*SELECTED EXCERPT*.
The top border of the original AuthaGraph map corresponds to a great-circle arc that separates Africa from Iceland. If the border passed through the North Pole, it would have to follow a meridian. Any meridian near Africa with westernmost longitude 17° 33′ W and Iceland with easternmost longitude 13° 16′ W must pass through either land. As the border avoids land, it must not pass through the North Pole, which is projected inside the map. Therefore, in spite of the claims about tiling the plane with the map, juxtaposing two maps yields a map with two North Poles close to each other. Incidentally, even the Bering Strait is blocked for a land-avoiding meridian by St. Lawrence Island and Unalaska.

The map of the Arctic below shows the possible locations of the northern vertex with a land-avoiding top border. My northern vertex lies around 73° N 121° E, near the delta of Lena.


Another constraint is to keep Australia and New Zealand in the middle triangle of the map. The original map does not fulfill it entirely: the Stewart Island lies in its Antarctic triangle. Therefore, I based the projection on a disphenoid, an irregular tetrahedron that can be rotated, scaled, and translated so that its vertices have Cartesian coordinates (+a, +b, +c), (+a, -b, -c), (-a, +b, -c), and (-a, -b, +c). A disphenoid can still be developed to a parallelogram so we can cut a right triangle or trapezoid near the acute-angle vertex of its net and attach it to the opposite side, making the map rectangular.

My approach to projecting a point P from a sphere onto a plane begins with finding the spherical triangle ABC, ABD, ACD, or BCD that contains P.

*DIRECTIVES*.
A – In the passage on the AuthaGraph map, swap "border" for "boundary" and write out the part from "The top border" to "delta of Lena.".
B – According to the AuthaGraph map passage, which island lies in the Antarctic triangle of the original map?
C – Extend the passage on the AuthaGraph map past its final sentence.

*GIVEN RECORDS*.
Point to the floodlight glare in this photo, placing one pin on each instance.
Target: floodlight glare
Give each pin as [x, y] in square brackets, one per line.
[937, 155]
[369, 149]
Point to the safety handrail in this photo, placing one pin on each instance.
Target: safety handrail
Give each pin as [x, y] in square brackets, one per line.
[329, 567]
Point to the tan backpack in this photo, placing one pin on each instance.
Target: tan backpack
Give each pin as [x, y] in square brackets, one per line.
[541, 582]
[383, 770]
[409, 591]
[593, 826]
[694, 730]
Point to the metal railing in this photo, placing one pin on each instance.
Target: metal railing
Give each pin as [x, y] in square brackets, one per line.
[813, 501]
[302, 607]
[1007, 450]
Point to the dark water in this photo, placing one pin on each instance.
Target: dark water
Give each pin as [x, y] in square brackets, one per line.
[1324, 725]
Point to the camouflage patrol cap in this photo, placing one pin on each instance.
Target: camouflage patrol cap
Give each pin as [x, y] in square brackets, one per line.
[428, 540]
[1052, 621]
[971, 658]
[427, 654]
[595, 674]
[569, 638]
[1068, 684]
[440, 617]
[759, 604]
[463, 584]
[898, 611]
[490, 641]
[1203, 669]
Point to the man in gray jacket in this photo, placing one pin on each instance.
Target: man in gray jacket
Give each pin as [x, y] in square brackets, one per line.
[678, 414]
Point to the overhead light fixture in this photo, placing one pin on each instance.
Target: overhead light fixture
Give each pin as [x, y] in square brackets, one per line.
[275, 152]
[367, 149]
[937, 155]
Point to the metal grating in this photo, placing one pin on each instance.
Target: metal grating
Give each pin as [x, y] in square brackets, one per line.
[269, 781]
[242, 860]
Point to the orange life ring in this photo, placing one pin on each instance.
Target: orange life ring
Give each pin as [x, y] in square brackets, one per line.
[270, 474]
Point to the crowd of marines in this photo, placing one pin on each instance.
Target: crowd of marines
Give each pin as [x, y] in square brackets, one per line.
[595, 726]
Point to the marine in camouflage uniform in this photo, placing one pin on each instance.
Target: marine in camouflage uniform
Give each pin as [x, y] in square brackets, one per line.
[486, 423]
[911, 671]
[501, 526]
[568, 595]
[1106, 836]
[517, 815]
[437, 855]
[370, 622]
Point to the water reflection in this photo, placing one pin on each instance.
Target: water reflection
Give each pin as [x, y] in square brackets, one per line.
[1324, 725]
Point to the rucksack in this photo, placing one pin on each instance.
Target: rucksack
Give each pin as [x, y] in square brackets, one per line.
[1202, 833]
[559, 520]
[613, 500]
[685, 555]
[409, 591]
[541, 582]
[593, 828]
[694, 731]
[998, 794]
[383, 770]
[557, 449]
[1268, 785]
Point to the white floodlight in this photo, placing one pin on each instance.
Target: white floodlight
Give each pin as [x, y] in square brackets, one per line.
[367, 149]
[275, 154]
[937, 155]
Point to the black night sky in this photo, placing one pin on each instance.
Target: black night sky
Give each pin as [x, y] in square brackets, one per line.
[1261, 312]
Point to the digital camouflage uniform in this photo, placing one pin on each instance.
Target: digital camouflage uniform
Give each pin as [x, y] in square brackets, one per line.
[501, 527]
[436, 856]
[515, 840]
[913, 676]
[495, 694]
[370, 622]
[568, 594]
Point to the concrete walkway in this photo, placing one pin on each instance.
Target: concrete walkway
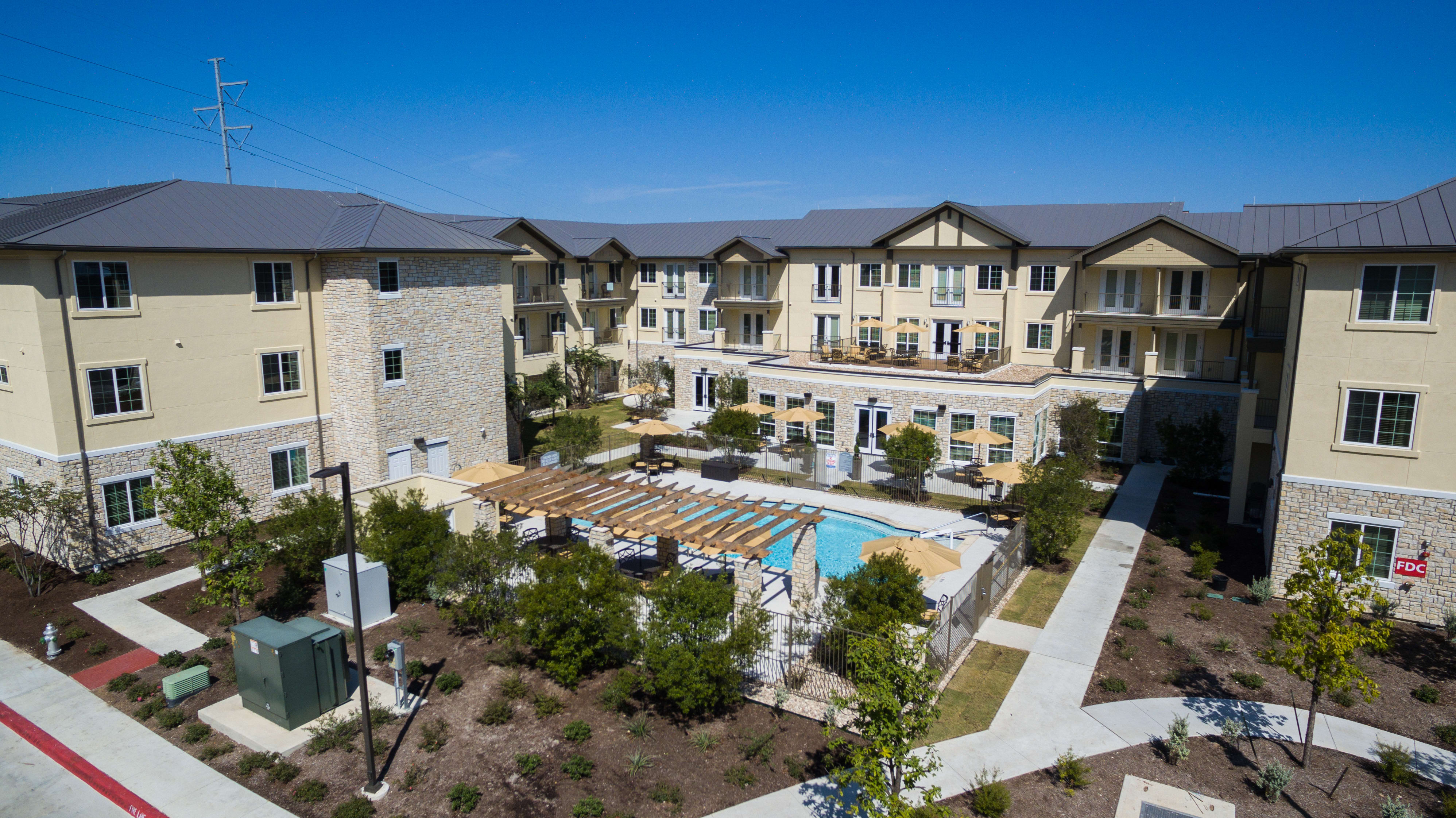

*EXPECTED RESPONSES*.
A –
The top boundary of the original AuthaGraph map corresponds to a great-circle arc that separates Africa from Iceland. If the boundary passed through the North Pole, it would have to follow a meridian. Any meridian near Africa with westernmost longitude 17° 33′ W and Iceland with easternmost longitude 13° 16′ W must pass through either land. As the boundary avoids land, it must not pass through the North Pole, which is projected inside the map. Therefore, in spite of the claims about tiling the plane with the map, juxtaposing two maps yields a map with two North Poles close to each other. Incidentally, even the Bering Strait is blocked for a land-avoiding meridian by St. Lawrence Island and Unalaska.

The map of the Arctic below shows the possible locations of the northern vertex with a land-avoiding top boundary. My northern vertex lies around 73° N 121° E, near the delta of Lena.

B – Stewart Island.

C –
Given a tetrahedron KLMN inscribed into the unit sphere, the point P lies inside the spherical triangle KLM if \left(P \cdot (K \times L)\right)\left(N \cdot (K \times L)\right) \le 0, \left(P \cdot (K \times M)\right)\left(N \cdot (K \times M)\right) \le 0, and \left(P \cdot (L \times M)\right)\left(N \cdot (L \times M)\right) \le 0.

I considered several ways to map spherical triangles onto planar triangles, keeping in mind that the projection should be continuous on the edges shared by two triangles and smooth in their interiors. Here are my attempts:

  • Barycentric coordinates.

    The barycentric coordinates of point P with respect to a spherical or planar triangle KLM are the ratios of areas of spherical or planar triangles: (\Delta PLM / \Delta KLM, \Delta KPM / \Delta KLM, \Delta KLP / \Delta KLM).

    I was finding a point P' with planar barycentric coordinates corresponding to the spherical barycentric coordinates of P. Unfortunately, this elegant mapping is continuous on the shared edge of two triangles only if they are symmetric with respect to this edge. In an irregular tetrahedron, this is not the case.

  • Gnomonic projection, that is casting from the centre of the sphere onto the plane KLM. Although this projection is continuous on the edges of triangles, I find its distortion unacceptable.
  • Find points K', L', and M' on the sphere, being the intersections of great circles LM with KP, KM with LP, and KL with MP. Express the location of point P as a triple \left(\lvert KM'\rvert / \lvert KL \rvert, \lvert LK'\rvert / \lvert LM \rvert, \lvert ML'\rvert / \lvert MK \rvert\right). On a plane, the three lines that correspond to this triple in general do not cross in one point. Treating the centre of the intersection triangle as P' leads to discontinuities along the edges. I took the incentre of the intersection triangle instead.

The above method produces the map shown below, with sharp turns on the edges of the basal tetrahedron. I smoothed the joints by interpolation.


The cheetah spots on the map below are Tissot indicatrices for the projection, magnified images of infinitesimal circles on Earth’s surface.

The Tissot indicatrix is an ellipse with scale factor along the meridian h = \sqrt{(\partial x/\partial\phi)^2 + (\partial y/\partial\phi)^2}/R, scale factor along the parallel k = \sqrt{(\partial x/\partial\lambda)^2 + (\partial y/\partial\lambda)^2}/(R\cos\phi), and the angle \theta' at which the meridian and parallel intersect given by \sin\theta' = \left((\partial y/\partial\phi)(\partial x/\partial\lambda) - (\partial x/\partial\phi)(\partial y/\partial\lambda)\right)/(R^2 hk\cos\phi). The angular distortion is equal to \lvert\pi/2 - \theta'\rvert.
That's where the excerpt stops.